CARSGuard uses preprocessing to make spectra comparable before feature extraction, reference comparison, and scoring.
Preprocessing is important because spectra may come from different sources, instruments, simulations, axis ranges, resolutions, and normalization conventions.
CARS/BCARS and Raman spectra can differ in:
- wavenumber range
- spectral resolution
- number of points
- intensity scale
- baseline behavior
- noise level
- file format
- source type
Without preprocessing, validation scores may reflect formatting or scaling differences instead of real spectral quality.
A typical CARSGuard preprocessing workflow is:
Load spectrum
Validate axis and intensity arrays
Remove invalid values
Sort by wavenumber axis
Crop to target spectral window
Resample to common axis
Smooth or denoise if configured
Normalize intensity
Store harmonized spectrum
CARSGuard should first check that each spectrum has:
- a valid wavenumber axis
- a valid intensity array
- matching axis and intensity lengths
- finite numeric values
- no unsupported missing values
Spectra with invalid axes or corrupted intensity arrays should be flagged before scoring.

Data for review.
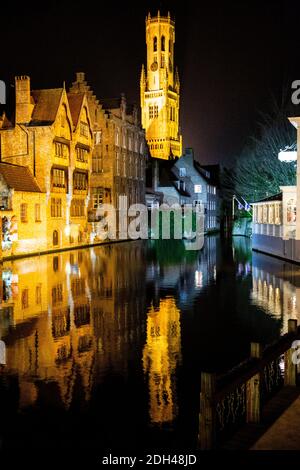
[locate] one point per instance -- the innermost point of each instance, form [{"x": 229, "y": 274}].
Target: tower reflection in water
[
  {"x": 160, "y": 359},
  {"x": 72, "y": 321},
  {"x": 66, "y": 316},
  {"x": 275, "y": 283}
]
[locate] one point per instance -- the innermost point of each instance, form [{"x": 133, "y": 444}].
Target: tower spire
[{"x": 159, "y": 89}]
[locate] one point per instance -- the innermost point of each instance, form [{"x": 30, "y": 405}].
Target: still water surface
[{"x": 105, "y": 346}]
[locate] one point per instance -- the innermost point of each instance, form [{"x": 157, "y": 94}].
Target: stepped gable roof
[
  {"x": 19, "y": 178},
  {"x": 46, "y": 105},
  {"x": 75, "y": 103}
]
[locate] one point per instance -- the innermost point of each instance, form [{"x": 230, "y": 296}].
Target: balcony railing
[{"x": 5, "y": 203}]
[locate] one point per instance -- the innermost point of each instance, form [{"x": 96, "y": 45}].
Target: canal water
[{"x": 104, "y": 347}]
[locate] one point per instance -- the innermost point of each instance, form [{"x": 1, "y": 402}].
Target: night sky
[{"x": 232, "y": 57}]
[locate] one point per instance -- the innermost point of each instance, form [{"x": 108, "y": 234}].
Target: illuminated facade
[
  {"x": 119, "y": 154},
  {"x": 72, "y": 317},
  {"x": 52, "y": 140},
  {"x": 276, "y": 225},
  {"x": 160, "y": 90},
  {"x": 162, "y": 354}
]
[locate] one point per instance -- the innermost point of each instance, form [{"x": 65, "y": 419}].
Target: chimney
[
  {"x": 80, "y": 77},
  {"x": 23, "y": 102}
]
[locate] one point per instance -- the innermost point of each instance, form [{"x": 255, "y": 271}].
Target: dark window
[{"x": 55, "y": 238}]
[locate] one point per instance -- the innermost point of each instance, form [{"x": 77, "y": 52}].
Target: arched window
[
  {"x": 55, "y": 238},
  {"x": 291, "y": 211}
]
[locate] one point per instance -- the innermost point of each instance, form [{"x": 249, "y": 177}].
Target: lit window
[
  {"x": 98, "y": 198},
  {"x": 84, "y": 129},
  {"x": 98, "y": 137},
  {"x": 56, "y": 208},
  {"x": 80, "y": 181},
  {"x": 77, "y": 208},
  {"x": 23, "y": 213},
  {"x": 58, "y": 178},
  {"x": 97, "y": 164},
  {"x": 117, "y": 164},
  {"x": 24, "y": 298},
  {"x": 291, "y": 211},
  {"x": 82, "y": 154},
  {"x": 37, "y": 210}
]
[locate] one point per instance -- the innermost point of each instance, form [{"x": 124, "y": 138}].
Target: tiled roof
[
  {"x": 275, "y": 197},
  {"x": 75, "y": 102},
  {"x": 18, "y": 178},
  {"x": 46, "y": 105}
]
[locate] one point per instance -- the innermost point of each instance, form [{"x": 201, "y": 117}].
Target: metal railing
[{"x": 233, "y": 399}]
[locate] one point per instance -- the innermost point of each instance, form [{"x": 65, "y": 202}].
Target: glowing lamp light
[
  {"x": 287, "y": 156},
  {"x": 67, "y": 230}
]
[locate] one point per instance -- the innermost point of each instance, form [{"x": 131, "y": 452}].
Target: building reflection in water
[
  {"x": 275, "y": 283},
  {"x": 68, "y": 316},
  {"x": 72, "y": 320},
  {"x": 276, "y": 288},
  {"x": 161, "y": 357}
]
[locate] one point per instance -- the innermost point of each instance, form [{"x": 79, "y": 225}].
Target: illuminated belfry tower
[{"x": 160, "y": 89}]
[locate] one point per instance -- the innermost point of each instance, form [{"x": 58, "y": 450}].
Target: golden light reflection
[
  {"x": 161, "y": 356},
  {"x": 65, "y": 317}
]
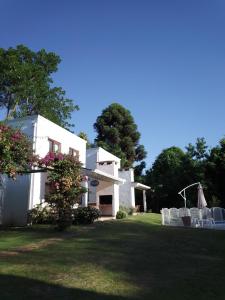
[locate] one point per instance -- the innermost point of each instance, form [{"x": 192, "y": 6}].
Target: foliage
[
  {"x": 127, "y": 210},
  {"x": 42, "y": 215},
  {"x": 215, "y": 172},
  {"x": 84, "y": 136},
  {"x": 16, "y": 154},
  {"x": 26, "y": 85},
  {"x": 85, "y": 215},
  {"x": 118, "y": 134},
  {"x": 121, "y": 214},
  {"x": 65, "y": 187},
  {"x": 167, "y": 177},
  {"x": 174, "y": 169}
]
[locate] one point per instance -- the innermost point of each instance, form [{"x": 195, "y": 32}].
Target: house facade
[
  {"x": 108, "y": 187},
  {"x": 17, "y": 197}
]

Task brief.
Answer these from the CARSGuard preprocessing text:
(a) Which workflow step follows "Crop to target spectral window"?
(b) Without preprocessing, what may validation scores reflect instead of real spectral quality?
(c) What should happen to spectra with invalid axes or corrupted intensity arrays?
The data is not needed for this.

The completed task.
(a) Resample to common axis.
(b) Formatting or scaling differences.
(c) They should be flagged before scoring.